Moreover, the fact that the parties have left certain terms open for negotiation in an agreement that they intend to be binding does not make the agreement indefinite; “courts endeavor, if possible, to attach a sufficiently definite meaning to” an agreement intended to be binding, “even though one or more terms are missing or are left to be agreed upon.... Where the parties have intended to conclude a bargain, uncertainty as to incidental or collateral matters is seldom fatal to the existence of the contract.” Restatement (Second) of ContractsS § 33 cmt. a; see Kelly, 128 S.W.3d at 766 (explaining that “Texas courts favor validating transactions rather than voiding them”); E.P. Towne Ctr. Partners, 242 S.W.3d at 122 (“Where the parties have intended to conclude a bargain, the agreement's silence as to non-essential, or collateral, matters is not fatal.”); see also Crest Ridge Constr. Grp., Inc. v. Newcourt Inc., 78 F.3d 146, 152 (5th Cir.1996) (Benavides, J., concurring) (“Industry custom can fill in missing terms of a contract or determine the meaning of an agreement”); Tex. Oil Co., 917 S.W.2d at 830 (observing that, in certain situations, court may uphold agreement by supplying missing terms but may not create contract where none exists or interject or eliminate essential terms). Whether an agreement fails for indefiniteness is a question of law. Am.'s Favorite Chicken Co. v. Samaras, 929 S.W.2d 617, 622 (Tex.App.-San Antonio 1996, writ denied).

GIVEN ENTRIES
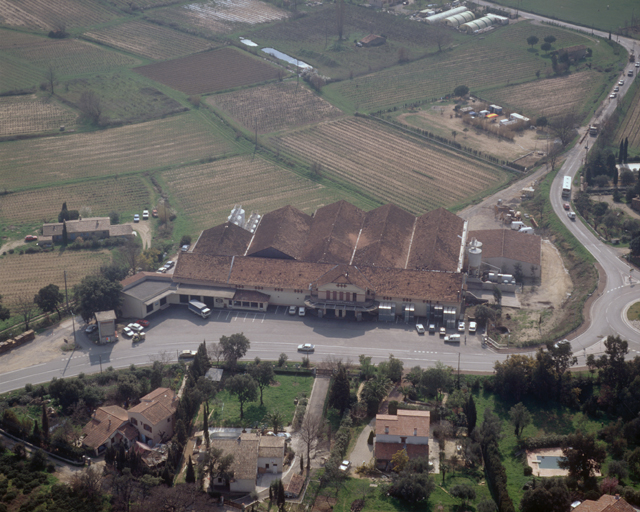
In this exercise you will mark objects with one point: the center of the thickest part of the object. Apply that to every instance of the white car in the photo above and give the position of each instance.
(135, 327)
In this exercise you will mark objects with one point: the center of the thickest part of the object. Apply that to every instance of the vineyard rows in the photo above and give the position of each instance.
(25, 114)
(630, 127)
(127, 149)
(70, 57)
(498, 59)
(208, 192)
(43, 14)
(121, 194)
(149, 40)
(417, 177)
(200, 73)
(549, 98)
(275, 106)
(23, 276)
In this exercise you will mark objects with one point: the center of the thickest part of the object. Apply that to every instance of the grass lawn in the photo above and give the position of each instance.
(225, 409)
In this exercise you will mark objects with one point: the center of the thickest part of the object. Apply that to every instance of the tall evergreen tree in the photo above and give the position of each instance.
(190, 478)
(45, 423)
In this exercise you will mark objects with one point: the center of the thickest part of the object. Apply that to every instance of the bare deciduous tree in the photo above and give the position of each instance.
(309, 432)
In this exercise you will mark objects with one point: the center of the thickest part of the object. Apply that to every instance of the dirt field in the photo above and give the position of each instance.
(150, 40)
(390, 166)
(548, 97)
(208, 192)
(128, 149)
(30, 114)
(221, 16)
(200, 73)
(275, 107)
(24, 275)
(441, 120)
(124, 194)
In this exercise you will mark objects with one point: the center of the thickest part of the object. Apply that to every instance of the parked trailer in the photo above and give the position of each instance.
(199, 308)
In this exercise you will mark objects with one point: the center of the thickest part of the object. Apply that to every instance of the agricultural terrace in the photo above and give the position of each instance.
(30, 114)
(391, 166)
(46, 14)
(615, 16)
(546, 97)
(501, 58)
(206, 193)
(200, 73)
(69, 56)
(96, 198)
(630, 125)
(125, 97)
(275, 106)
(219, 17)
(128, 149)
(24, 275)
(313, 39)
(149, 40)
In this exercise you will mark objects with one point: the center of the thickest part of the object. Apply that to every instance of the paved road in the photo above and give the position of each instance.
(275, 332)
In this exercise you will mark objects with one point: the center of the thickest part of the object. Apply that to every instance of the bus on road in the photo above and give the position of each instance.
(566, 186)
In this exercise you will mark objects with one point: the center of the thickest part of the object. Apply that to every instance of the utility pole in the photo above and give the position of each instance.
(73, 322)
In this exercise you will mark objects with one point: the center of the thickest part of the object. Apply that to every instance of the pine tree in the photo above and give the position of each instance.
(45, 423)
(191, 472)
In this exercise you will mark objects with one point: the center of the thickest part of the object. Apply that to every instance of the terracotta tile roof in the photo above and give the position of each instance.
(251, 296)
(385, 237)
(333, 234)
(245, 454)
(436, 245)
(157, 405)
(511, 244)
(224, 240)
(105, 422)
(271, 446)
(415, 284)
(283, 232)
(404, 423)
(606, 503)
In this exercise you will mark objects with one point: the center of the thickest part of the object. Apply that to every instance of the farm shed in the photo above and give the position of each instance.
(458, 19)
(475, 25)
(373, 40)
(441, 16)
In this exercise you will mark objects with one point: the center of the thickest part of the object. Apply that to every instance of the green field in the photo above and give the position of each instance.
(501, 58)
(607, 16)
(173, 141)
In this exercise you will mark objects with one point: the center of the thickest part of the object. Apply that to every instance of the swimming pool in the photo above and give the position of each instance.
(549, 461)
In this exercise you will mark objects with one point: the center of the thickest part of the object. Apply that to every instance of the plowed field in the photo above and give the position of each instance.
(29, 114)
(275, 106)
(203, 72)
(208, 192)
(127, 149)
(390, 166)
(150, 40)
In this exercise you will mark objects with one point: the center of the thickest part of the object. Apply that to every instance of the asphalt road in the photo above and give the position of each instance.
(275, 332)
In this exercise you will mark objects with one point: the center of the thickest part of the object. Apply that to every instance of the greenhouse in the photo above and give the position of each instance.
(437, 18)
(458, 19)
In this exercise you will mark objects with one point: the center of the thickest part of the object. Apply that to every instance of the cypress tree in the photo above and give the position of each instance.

--

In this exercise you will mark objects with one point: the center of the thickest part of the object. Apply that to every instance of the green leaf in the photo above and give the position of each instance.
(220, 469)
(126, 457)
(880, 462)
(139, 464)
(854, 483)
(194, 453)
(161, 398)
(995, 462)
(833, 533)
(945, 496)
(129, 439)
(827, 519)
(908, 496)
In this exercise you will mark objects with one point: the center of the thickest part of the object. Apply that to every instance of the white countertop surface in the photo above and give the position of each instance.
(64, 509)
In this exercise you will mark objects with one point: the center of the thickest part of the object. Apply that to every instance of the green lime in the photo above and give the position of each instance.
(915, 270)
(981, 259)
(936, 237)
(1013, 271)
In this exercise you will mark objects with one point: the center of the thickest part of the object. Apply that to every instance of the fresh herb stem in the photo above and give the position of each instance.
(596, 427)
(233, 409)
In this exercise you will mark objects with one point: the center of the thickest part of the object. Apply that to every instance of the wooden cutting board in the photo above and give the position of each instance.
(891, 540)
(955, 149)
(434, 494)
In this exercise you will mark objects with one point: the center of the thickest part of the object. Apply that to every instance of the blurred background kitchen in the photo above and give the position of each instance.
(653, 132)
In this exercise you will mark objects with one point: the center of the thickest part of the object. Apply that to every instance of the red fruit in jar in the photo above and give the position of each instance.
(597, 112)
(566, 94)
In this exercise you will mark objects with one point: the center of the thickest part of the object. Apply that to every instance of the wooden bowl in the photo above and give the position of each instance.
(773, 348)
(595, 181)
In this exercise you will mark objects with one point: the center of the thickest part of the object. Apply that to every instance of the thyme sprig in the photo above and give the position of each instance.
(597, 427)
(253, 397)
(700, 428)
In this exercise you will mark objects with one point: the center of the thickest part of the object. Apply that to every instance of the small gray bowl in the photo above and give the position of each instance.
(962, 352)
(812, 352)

* * *

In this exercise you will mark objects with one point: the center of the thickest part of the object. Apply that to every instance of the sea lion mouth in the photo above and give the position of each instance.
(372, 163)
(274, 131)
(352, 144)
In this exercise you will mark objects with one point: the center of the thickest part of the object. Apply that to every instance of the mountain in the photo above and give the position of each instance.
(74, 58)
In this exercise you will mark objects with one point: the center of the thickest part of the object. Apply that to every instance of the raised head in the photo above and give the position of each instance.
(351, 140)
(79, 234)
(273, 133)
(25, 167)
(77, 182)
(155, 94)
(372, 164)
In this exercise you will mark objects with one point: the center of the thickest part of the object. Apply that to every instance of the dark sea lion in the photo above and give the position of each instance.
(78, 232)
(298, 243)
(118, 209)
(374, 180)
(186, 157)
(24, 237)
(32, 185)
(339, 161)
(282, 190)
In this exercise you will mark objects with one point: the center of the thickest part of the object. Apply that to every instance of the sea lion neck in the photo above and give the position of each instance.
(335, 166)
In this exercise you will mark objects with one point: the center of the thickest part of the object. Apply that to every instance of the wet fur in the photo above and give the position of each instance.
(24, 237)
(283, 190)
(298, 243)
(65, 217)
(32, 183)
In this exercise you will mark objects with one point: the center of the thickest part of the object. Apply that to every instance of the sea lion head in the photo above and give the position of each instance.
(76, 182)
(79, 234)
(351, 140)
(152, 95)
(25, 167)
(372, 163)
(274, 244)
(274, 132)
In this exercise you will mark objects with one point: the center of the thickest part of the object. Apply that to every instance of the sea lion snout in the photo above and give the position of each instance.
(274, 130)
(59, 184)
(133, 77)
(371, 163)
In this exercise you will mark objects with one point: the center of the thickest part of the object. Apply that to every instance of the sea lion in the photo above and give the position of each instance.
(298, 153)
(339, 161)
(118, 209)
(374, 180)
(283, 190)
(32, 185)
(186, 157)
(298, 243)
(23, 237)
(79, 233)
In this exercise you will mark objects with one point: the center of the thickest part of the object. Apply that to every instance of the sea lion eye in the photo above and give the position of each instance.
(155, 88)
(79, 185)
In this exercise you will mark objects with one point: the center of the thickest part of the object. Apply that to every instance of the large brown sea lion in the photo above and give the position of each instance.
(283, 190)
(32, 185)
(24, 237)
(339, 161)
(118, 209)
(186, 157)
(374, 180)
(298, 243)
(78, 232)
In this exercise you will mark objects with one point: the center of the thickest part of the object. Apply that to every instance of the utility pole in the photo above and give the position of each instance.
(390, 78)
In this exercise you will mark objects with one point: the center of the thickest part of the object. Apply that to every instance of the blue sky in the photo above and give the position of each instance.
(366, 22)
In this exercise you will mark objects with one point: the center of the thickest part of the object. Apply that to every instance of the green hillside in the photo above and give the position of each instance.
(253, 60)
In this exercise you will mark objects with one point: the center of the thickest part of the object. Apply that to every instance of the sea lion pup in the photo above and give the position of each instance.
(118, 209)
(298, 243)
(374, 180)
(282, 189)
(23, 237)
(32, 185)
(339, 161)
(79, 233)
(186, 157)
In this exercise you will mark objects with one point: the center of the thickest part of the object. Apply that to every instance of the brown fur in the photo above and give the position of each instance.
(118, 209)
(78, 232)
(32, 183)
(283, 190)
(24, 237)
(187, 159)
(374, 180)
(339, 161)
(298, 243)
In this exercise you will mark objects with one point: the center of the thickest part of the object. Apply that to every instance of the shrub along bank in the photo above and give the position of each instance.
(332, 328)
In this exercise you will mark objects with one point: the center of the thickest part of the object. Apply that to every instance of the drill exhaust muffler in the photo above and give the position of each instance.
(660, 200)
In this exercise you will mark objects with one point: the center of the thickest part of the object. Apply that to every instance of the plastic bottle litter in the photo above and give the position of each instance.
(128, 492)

SHORT TASK
Carry on the passage about indefinite contract terms past its final sentence. Nothing in the listing is needed here.

RESPONSE TO THE EXERCISE
In support of his contention that the Rule 11 agreement fails for indefiniteness, Stergiou argues this case is analogous to Nash v. Conatser, 410 S.W.2d 512 (Tex.App.-Dallas 1966, no writ). There, the court observed that specific performance of a contract cannot be ordered when the contract is unenforceable for lack of material terms. Id. at 519–21. Because we have already disapproved of Stergiou's assertion that the Rule 11 agreement lacked material terms by overruling Stergiou's first issue, Nash is not controlling.
Here, the Rule 11 agreement set out the amounts to be paid for the return of the GMF Companies' stock and the dismissal of the lawsuit, how those amounts were to be paid and when, and the interest rate. These terms provide a basis for determining the existence of a breach and for giving an appropriate remedy, meaning they are sufficiently definite to enable a court to ascertain the parties' respective legal obligations. We therefore hold that the terms of the Rule 11 agreement are not so indefinite so as to preclude its enforcement, and we overrule Stergiou's second sub-issue.
3. The statute of frauds does not bar enforcement of the Rule 11 agreement
Part of the dispute on appeal concerns the description of the security for Curry's promise to pay Stergiou $300,000 for the return of his stock. The Rule 11 agreement provides that the promissory note “will be secured by a first lien Deed of Trust and Security Agreement covering all furniture, fixtures, equipment, receivables (from the ordinary course of business), inventory, and real property owned by the GMF Companies known [as] (the White Buildings and the empty lot) (excluding the four lots the ‘Blue Building’ resides upon and the ‘Blue Building’) of General Metal Fabrication, Inc. and GMF Leasing, Inc.”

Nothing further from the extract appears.